— begin Task data —

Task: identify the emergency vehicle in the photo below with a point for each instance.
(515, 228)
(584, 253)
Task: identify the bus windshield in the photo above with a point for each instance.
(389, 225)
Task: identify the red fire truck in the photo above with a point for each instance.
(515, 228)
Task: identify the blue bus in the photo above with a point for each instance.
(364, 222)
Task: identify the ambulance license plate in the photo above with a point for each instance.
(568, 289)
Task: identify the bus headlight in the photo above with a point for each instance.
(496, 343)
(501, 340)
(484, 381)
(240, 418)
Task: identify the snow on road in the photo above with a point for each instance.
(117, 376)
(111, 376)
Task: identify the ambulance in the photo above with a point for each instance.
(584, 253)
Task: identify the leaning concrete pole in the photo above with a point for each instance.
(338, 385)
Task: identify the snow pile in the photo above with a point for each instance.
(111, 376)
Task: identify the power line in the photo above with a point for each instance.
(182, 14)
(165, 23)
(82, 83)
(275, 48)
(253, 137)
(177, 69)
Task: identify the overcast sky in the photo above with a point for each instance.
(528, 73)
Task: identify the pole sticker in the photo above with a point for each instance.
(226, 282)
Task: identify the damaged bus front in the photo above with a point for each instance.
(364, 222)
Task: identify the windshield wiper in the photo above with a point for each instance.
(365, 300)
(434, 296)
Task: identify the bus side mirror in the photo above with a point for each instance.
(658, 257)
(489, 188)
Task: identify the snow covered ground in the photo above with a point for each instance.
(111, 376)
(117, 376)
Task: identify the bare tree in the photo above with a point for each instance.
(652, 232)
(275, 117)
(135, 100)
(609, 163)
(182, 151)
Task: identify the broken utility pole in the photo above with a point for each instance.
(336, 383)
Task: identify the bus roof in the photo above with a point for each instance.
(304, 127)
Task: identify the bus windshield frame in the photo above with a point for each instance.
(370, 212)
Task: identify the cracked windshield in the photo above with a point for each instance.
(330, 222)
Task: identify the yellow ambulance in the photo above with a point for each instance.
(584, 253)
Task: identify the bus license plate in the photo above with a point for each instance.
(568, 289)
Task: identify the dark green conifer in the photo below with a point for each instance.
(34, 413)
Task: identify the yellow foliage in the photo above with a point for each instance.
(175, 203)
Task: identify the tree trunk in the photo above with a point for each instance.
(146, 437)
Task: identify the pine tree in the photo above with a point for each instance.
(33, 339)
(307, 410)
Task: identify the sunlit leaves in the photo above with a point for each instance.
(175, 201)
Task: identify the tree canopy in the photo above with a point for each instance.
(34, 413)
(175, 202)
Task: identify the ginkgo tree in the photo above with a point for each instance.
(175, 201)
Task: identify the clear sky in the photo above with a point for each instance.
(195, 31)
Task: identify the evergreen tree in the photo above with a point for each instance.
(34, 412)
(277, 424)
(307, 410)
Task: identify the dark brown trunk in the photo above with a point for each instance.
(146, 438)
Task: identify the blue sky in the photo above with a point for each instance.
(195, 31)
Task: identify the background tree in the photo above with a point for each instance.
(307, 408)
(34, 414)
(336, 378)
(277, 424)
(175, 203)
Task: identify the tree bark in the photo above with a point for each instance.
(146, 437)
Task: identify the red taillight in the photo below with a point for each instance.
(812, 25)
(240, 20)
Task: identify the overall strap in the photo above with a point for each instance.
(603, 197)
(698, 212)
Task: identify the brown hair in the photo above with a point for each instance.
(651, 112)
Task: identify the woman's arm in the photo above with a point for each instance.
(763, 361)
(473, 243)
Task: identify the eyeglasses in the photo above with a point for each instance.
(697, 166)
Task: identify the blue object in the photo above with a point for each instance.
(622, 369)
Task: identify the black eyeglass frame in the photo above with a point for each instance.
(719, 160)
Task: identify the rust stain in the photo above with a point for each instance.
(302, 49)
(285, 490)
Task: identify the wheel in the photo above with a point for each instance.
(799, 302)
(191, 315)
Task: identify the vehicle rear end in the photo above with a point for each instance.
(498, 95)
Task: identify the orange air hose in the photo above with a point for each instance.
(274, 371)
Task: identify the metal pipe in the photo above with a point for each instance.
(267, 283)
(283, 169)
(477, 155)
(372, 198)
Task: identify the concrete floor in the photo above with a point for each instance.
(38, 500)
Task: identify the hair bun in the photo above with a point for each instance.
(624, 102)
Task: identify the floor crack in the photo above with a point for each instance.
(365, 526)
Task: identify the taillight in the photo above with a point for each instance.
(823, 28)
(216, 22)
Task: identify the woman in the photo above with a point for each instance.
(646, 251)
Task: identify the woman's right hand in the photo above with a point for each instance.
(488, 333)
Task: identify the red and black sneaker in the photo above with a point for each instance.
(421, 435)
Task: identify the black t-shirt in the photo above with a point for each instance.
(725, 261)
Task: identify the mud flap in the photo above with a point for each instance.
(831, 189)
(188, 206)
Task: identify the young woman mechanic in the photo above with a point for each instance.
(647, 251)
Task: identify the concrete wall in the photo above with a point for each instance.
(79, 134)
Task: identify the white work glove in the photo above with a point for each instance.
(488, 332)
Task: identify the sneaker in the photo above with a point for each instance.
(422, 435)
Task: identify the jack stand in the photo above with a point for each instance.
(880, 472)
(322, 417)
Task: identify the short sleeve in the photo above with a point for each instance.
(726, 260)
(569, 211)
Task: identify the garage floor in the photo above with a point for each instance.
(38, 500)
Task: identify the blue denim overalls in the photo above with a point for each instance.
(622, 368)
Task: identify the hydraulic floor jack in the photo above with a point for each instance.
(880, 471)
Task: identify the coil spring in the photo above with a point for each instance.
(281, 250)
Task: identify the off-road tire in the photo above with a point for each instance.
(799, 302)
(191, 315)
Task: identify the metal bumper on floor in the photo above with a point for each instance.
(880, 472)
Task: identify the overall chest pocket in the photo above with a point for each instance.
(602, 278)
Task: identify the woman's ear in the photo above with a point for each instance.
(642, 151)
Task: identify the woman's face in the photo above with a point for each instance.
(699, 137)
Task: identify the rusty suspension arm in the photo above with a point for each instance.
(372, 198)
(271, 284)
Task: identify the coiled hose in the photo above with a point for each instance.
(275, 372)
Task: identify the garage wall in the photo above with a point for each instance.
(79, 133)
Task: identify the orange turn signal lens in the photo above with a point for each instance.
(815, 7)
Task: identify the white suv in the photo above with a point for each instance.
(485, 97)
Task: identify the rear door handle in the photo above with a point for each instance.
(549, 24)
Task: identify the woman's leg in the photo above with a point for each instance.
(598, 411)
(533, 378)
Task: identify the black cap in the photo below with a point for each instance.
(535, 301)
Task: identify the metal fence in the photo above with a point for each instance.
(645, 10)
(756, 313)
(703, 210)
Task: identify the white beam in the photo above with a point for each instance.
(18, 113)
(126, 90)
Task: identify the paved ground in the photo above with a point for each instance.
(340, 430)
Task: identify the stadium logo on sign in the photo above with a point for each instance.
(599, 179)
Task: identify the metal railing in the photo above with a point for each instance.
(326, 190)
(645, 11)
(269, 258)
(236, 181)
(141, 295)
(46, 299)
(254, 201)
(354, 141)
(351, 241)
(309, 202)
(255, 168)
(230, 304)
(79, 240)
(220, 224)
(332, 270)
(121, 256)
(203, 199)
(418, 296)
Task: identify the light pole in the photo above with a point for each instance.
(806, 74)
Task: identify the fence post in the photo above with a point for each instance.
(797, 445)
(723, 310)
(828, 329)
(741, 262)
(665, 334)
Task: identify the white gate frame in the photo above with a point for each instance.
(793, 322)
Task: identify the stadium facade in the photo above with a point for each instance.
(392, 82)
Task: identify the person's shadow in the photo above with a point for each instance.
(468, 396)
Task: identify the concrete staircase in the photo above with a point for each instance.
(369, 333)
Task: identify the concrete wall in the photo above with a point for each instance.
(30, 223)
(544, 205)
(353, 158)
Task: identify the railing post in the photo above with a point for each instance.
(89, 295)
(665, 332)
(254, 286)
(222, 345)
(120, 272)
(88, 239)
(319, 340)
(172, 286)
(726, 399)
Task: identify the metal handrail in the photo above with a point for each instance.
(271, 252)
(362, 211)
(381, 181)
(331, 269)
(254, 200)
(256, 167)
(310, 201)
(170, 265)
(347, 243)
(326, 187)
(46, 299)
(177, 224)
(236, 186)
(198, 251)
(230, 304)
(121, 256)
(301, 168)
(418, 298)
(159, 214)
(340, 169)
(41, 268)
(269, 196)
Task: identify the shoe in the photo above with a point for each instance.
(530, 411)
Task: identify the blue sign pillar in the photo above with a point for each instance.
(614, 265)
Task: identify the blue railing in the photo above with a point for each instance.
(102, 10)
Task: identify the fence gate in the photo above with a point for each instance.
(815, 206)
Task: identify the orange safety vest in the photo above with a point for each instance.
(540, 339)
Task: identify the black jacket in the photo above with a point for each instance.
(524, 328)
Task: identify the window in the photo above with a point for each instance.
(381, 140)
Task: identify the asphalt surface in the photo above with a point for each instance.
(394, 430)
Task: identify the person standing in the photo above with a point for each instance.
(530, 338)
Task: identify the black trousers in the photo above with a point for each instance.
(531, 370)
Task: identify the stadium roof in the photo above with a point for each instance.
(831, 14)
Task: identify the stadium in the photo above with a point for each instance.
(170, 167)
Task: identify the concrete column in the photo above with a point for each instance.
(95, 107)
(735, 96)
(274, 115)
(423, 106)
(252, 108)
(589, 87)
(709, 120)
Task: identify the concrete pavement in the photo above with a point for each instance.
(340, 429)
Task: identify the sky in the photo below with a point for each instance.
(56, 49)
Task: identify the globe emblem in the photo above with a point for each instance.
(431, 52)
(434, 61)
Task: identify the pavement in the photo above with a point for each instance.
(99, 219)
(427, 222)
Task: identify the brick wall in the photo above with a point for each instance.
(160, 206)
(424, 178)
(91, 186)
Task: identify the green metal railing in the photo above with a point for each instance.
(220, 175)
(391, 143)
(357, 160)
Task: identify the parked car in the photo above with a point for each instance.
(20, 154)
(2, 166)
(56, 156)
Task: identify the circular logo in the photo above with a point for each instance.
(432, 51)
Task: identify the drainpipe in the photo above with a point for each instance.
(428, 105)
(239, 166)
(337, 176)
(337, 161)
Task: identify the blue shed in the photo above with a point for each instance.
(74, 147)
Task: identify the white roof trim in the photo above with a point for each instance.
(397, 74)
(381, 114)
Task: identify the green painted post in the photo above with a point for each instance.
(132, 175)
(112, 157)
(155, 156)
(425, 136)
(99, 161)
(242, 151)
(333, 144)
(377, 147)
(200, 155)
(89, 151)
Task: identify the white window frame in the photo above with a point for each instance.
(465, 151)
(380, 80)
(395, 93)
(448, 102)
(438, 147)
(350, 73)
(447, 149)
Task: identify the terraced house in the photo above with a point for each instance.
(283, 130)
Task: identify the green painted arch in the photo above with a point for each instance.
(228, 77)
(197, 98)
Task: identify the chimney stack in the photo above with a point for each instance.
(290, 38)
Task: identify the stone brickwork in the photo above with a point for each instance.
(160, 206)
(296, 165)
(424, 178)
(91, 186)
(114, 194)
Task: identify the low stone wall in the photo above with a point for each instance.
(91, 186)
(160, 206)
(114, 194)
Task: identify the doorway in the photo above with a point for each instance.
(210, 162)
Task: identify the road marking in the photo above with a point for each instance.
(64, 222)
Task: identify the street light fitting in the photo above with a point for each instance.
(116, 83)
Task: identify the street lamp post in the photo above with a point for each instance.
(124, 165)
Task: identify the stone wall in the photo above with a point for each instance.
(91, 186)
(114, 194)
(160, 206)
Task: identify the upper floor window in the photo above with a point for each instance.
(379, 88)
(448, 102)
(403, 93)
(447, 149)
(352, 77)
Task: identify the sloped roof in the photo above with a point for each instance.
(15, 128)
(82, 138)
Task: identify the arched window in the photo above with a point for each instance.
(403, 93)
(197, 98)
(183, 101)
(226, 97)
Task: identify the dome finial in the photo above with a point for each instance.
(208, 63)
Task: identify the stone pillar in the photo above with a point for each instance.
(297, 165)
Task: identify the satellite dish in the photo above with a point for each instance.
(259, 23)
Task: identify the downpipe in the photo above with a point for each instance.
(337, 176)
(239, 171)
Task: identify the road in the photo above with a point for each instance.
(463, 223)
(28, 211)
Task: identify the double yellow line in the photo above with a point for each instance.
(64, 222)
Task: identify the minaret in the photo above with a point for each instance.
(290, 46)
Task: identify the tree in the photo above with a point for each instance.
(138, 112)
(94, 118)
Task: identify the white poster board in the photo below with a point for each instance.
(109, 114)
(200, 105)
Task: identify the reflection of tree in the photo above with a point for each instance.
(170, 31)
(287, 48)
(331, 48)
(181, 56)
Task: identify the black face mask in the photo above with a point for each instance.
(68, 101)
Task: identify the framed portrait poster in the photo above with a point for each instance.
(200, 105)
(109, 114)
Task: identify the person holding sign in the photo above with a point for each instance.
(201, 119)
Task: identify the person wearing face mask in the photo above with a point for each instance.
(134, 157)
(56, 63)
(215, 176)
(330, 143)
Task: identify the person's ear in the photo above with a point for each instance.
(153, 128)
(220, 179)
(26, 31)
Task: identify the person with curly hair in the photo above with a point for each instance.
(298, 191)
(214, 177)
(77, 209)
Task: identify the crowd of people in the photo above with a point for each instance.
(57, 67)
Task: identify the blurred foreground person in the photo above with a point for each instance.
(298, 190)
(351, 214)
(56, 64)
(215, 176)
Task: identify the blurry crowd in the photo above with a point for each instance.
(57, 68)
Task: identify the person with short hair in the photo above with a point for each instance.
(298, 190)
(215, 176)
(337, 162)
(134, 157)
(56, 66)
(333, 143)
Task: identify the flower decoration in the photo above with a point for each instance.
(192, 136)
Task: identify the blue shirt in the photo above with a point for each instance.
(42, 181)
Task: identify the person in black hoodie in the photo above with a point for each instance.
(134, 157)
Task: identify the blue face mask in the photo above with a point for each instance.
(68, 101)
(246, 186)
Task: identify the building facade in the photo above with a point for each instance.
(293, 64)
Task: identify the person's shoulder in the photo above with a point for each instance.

— end Task data —

Task requirements:
Everything from the line containing "Task: identify the person's ear" to the end of the records must be written out exactly; include both of those lines and no others.

The response:
Task: identify the person's ear in the photo above with a point for each instance.
(153, 128)
(220, 179)
(26, 31)
Task: identify the person with curly hair in the photo above with a point for each instance.
(298, 191)
(214, 177)
(77, 209)
Task: identify the crowd of people in the photo above with a point for each instance.
(57, 67)
Task: identify the blurred foreground person in the photo above with a point for each instance.
(298, 190)
(351, 214)
(56, 64)
(215, 176)
Task: identify the blurry crowd in the photo above with a point for each instance.
(57, 68)
Task: identify the person with short hair in the photo above with a point for each instance.
(298, 190)
(215, 176)
(337, 162)
(134, 157)
(56, 66)
(333, 143)
Task: identify the flower decoration in the photo above with a point for each instance.
(192, 136)
Task: identify the blue shirt in the photo above with a point for each instance.
(42, 181)
Task: identify the person in black hoodie in the photo above with a point for each instance.
(134, 157)
Task: identify the blue face mask in the photo above with a point for each instance.
(68, 101)
(246, 186)
Task: identify the building facade in the photo above with a point for each instance.
(293, 64)
Task: identify the person's shoulder in the photo above with a point for each instance.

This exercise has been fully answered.